## begin INFORMATION SHOWN

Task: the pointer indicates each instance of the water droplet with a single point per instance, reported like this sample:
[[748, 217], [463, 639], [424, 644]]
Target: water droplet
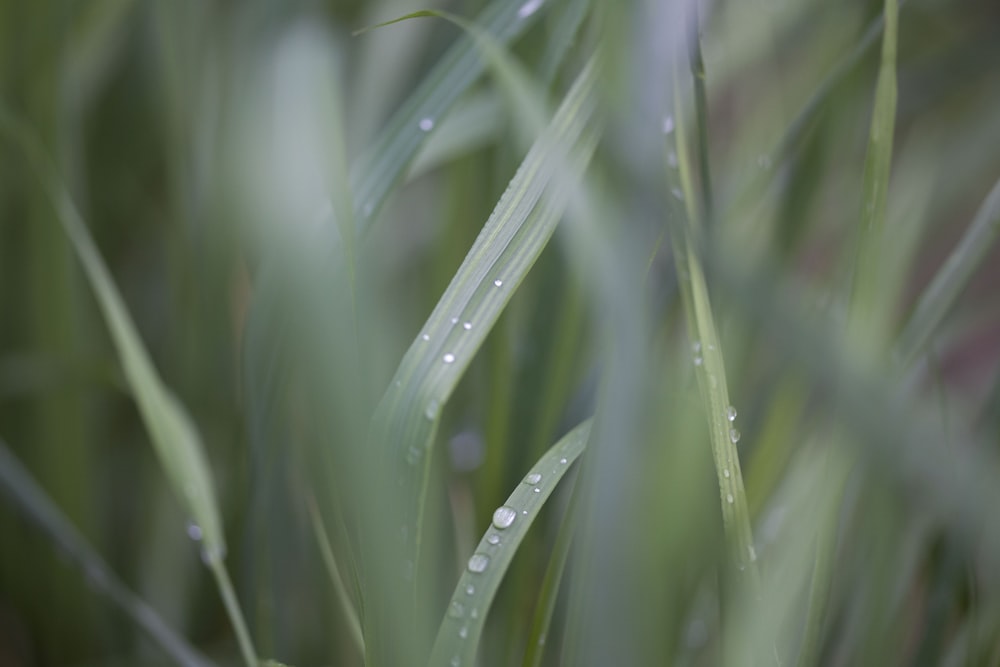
[[414, 454], [529, 8], [194, 532], [478, 563], [212, 555], [504, 516]]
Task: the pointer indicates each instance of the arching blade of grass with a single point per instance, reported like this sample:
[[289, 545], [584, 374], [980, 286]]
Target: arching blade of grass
[[385, 163], [867, 319], [805, 120], [33, 502], [940, 295], [524, 219], [343, 597], [458, 638], [472, 124], [545, 604], [709, 366], [173, 434]]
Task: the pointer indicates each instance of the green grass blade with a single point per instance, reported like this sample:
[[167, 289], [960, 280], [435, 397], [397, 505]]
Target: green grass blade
[[710, 367], [546, 603], [173, 434], [382, 167], [33, 502], [867, 320], [940, 295], [511, 240], [458, 638], [330, 562]]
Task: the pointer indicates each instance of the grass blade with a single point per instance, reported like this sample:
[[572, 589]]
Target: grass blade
[[382, 167], [458, 637], [31, 500], [710, 367], [520, 226], [173, 434]]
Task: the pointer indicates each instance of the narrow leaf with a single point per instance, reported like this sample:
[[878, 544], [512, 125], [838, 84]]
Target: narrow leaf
[[462, 627]]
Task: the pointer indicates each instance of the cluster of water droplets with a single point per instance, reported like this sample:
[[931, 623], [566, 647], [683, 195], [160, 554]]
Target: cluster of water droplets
[[529, 8], [734, 434]]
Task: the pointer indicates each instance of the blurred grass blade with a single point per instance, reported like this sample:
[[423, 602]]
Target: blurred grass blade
[[346, 605], [473, 123], [944, 289], [33, 502], [710, 368], [548, 594], [875, 183], [513, 237], [173, 434], [867, 318], [382, 167], [458, 638], [508, 245]]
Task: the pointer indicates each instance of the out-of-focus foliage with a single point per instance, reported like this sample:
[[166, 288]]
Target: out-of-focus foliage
[[288, 208]]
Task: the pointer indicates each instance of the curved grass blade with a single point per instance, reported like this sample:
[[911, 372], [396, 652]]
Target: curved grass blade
[[940, 295], [31, 500], [866, 320], [549, 593], [709, 365], [406, 419], [343, 597], [458, 638], [173, 434], [472, 124], [382, 167], [511, 240]]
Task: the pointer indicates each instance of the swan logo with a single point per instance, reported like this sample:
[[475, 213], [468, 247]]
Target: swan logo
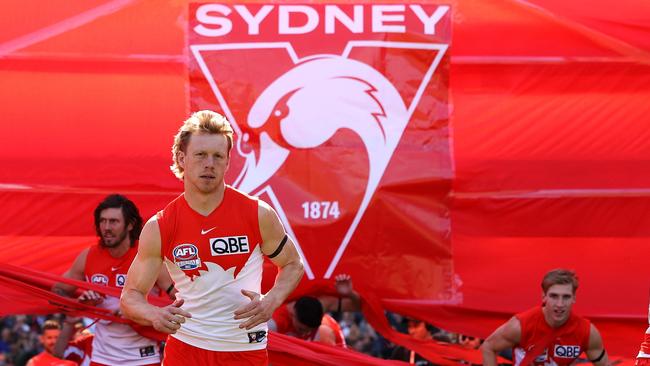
[[303, 107]]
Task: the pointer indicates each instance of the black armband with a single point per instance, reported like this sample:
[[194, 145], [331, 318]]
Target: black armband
[[279, 249], [602, 354]]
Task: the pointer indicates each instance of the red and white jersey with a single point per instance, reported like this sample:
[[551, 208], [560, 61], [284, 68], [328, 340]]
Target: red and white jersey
[[570, 340], [46, 359], [211, 259], [645, 346], [116, 343], [80, 350]]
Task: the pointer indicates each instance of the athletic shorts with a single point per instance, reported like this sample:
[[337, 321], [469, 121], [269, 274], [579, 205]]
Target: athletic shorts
[[178, 353], [642, 361], [101, 364]]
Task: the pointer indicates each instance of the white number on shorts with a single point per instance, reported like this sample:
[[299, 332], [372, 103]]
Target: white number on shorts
[[321, 209]]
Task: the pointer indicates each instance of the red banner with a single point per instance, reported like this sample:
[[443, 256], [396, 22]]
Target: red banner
[[527, 149], [341, 120]]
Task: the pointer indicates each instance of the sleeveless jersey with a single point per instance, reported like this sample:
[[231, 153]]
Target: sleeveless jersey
[[211, 259], [116, 343], [570, 340], [282, 318], [79, 350], [46, 359]]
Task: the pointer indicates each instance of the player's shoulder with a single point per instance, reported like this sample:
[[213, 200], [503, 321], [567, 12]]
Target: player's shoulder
[[241, 195]]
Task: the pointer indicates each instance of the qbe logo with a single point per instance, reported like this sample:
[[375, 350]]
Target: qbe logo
[[563, 351], [228, 245], [99, 279], [120, 279], [186, 257]]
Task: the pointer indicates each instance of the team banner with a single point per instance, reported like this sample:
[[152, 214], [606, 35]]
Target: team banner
[[341, 122]]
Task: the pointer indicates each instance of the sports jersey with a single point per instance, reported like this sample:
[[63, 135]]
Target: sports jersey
[[566, 344], [116, 343], [211, 259], [282, 318], [46, 359]]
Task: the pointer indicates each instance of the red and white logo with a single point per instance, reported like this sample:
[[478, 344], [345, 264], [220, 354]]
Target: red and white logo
[[99, 279], [316, 127]]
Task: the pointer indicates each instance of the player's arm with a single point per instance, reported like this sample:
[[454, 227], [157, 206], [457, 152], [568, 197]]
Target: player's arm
[[67, 332], [325, 335], [280, 249], [596, 352], [76, 272], [504, 337], [142, 275], [166, 284]]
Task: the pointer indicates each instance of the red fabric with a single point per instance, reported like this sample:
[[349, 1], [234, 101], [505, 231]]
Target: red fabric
[[645, 345], [284, 325], [80, 349], [290, 351], [99, 364], [282, 319], [178, 353], [46, 359], [537, 162], [642, 362], [540, 342], [193, 256], [32, 287], [330, 322]]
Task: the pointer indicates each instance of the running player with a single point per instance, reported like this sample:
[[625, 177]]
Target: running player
[[212, 239]]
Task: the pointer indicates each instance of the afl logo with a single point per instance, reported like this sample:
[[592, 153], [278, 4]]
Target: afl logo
[[186, 257], [99, 279]]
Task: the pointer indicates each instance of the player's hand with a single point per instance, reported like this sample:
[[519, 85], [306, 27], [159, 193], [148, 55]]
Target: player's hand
[[169, 319], [344, 285], [91, 298], [258, 311]]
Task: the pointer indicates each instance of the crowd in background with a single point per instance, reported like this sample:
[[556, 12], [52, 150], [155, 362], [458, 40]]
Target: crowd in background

## end INFORMATION SHOWN

▶ **GIVEN REQUEST**
Write the full listing out again with every line unchanged, but include no pictures.

▶ **REPLY**
Task: the pointer indicates each instance of the water droplet with a single point per instance, reported like this sample:
[[748, 217], [463, 639], [424, 644]]
Target: water droplet
[[414, 454], [529, 8], [194, 532], [478, 563], [212, 555], [504, 516]]
Task: the pointer indicates each instance of the arching blade of grass with a single point per instance, reported like this sample:
[[289, 545], [584, 374], [980, 286]]
Target: arching blade of grass
[[385, 163], [867, 319], [805, 120], [33, 502], [940, 295], [524, 219], [343, 597], [458, 638], [472, 124], [545, 604], [709, 366], [173, 434]]
Task: the pointer indicates each instance of the green grass blade with a single point per instance, reported like this sample:
[[167, 289], [960, 280], [435, 397], [397, 505]]
Target: green grass blade
[[710, 367], [546, 603], [173, 434], [382, 167], [33, 502], [867, 320], [940, 295], [511, 240], [458, 638], [330, 562]]
Task: the pointer indicates each instance of the grass blade with a single point per instance, reported like this sample:
[[572, 589]]
Target: grass blade
[[382, 167], [458, 637], [31, 500], [710, 367], [520, 226], [173, 434]]
Task: the pointer indicates each instance of the narrow leaf with a single point per instance, reported like this sample:
[[878, 544], [512, 125], [838, 84]]
Target: narrow leaf
[[462, 627]]
Task: the pointer indicates each instance of the cluster of water droplets with a single point per instance, reported like this sample:
[[931, 623], [566, 647], [683, 195], [160, 554]]
Target: cluster of water droplets
[[529, 8], [734, 434]]
Task: the pointer indicates each instance of the blurred grass blade with a single point per instance, reported like this sample:
[[423, 602]]
Target: blurred grass blade
[[346, 605], [473, 123], [944, 289], [33, 502], [710, 368], [548, 594], [875, 183], [513, 237], [173, 434], [867, 318], [382, 167], [458, 638], [508, 245]]
Task: the pointer indicates each instance of the out-of-focus foliage with a single point per instance, reported like this sample:
[[166, 288]]
Target: out-of-focus foliage
[[288, 208]]
Task: the pointer indicates each instance of the curved grass blade with a single point per instance, reported like this sample:
[[911, 372], [396, 652]]
Target: curved grass blade
[[940, 295], [31, 500], [866, 320], [549, 593], [709, 365], [406, 419], [343, 597], [458, 638], [173, 434], [472, 124], [382, 167], [511, 240]]
Task: the pointer indicates each instance of the swan logo with a single point per instance, reported like this sample:
[[475, 213], [468, 247]]
Target: swan logo
[[303, 107]]
Task: the pointer indicates each instance of the black armband with a single point per instance, reported like this sample:
[[194, 145], [331, 318]]
Target: black armband
[[279, 249], [602, 354]]
Task: the pointer indicates each instance of the red and white jersey with a single point per instance, reported like this sample:
[[551, 208], [560, 61], [284, 68], [328, 340]]
Target: red and white jersey
[[570, 340], [46, 359], [211, 259], [645, 346], [116, 343], [80, 350]]
Task: the pointer indicates each instance of the athletic shorts with a single point per instance, reported like this sample:
[[337, 321], [469, 121], [269, 274], [579, 205]]
Target: athletic shorts
[[178, 353], [642, 361], [101, 364]]
Task: the pointer indicates each instance of the white number on shorts with a single point per instance, reported like this sample:
[[299, 332], [372, 103]]
Target: white number on shorts
[[321, 209]]
Task: the pointer indicates each instance of the red banner with a single point per instance, reported like this sample:
[[443, 256], [396, 22]]
Target: red banner
[[527, 149], [341, 120]]
Task: the pointer indicates each instance of the sleeveless jersey with a single point per instance, reported like this sample:
[[231, 153]]
Target: sleeveless jersey
[[211, 259], [116, 343], [570, 340], [282, 318], [79, 350], [46, 359]]
Task: the pointer indicates each instance of the player's shoulder with a single point per instance, reported like this sample:
[[213, 200], [503, 321], [567, 12]]
Target: player's shoulder
[[241, 195]]
Task: the pointer indicates each instance of the qbe logo with a single point per instance, reported like this sample:
[[375, 350]]
Target: qbe logo
[[563, 351], [228, 245], [99, 279], [120, 279], [186, 257]]
Task: the pointer indicates each instance of the team banner with a single point per instance, reported like this sample:
[[152, 214], [606, 35]]
Target: team banner
[[341, 122]]
Task: the pointer indicates each instance of the sports jersey with a single point per instance, reported like this sample:
[[63, 135]]
Target: sports jersey
[[566, 344], [116, 343], [211, 259], [282, 318], [46, 359]]
Task: the pointer indicates each instance of the red and white logo with a single point per instance, reported like this sample:
[[478, 344], [345, 264], [220, 354]]
Target: red and white logo
[[99, 279], [316, 127]]
Task: the pointer indicates each instance of the player's arm with a single point per instance, reported like this sample:
[[454, 227], [157, 206], [457, 152], [568, 197]]
Target: player's arm
[[67, 332], [325, 335], [280, 249], [596, 352], [76, 272], [504, 337], [142, 275], [166, 284]]
Task: the pointer indicates each instance of the red fabric with a single point per instance, reported like this sample:
[[349, 1], [234, 101], [505, 231]]
Target: red fabric
[[645, 345], [284, 325], [80, 349], [290, 351], [99, 364], [282, 319], [178, 353], [46, 359], [537, 162], [642, 362], [540, 342], [193, 256], [32, 287], [330, 322]]
Task: the pointer indicates each instance of the running player with a single point per instance, reported like this sample:
[[625, 177]]
Target: running player
[[212, 239]]
Task: the pointer indicates each instance of the afl logo with a single point per instance, reported like this sample:
[[592, 153], [278, 4]]
Target: afl logo
[[186, 257], [99, 279]]
Task: the pointer indicates each instance of the player's hand with a single point per instance, reported like this sample:
[[519, 85], [306, 27], [159, 193], [148, 55]]
Target: player's hand
[[169, 319], [344, 285], [91, 298], [258, 311]]
Task: the pointer indicates each instance of the crowd in background with a single point per instance, reported like this sample:
[[556, 12], [52, 150], [155, 362], [458, 40]]
Target: crowd in background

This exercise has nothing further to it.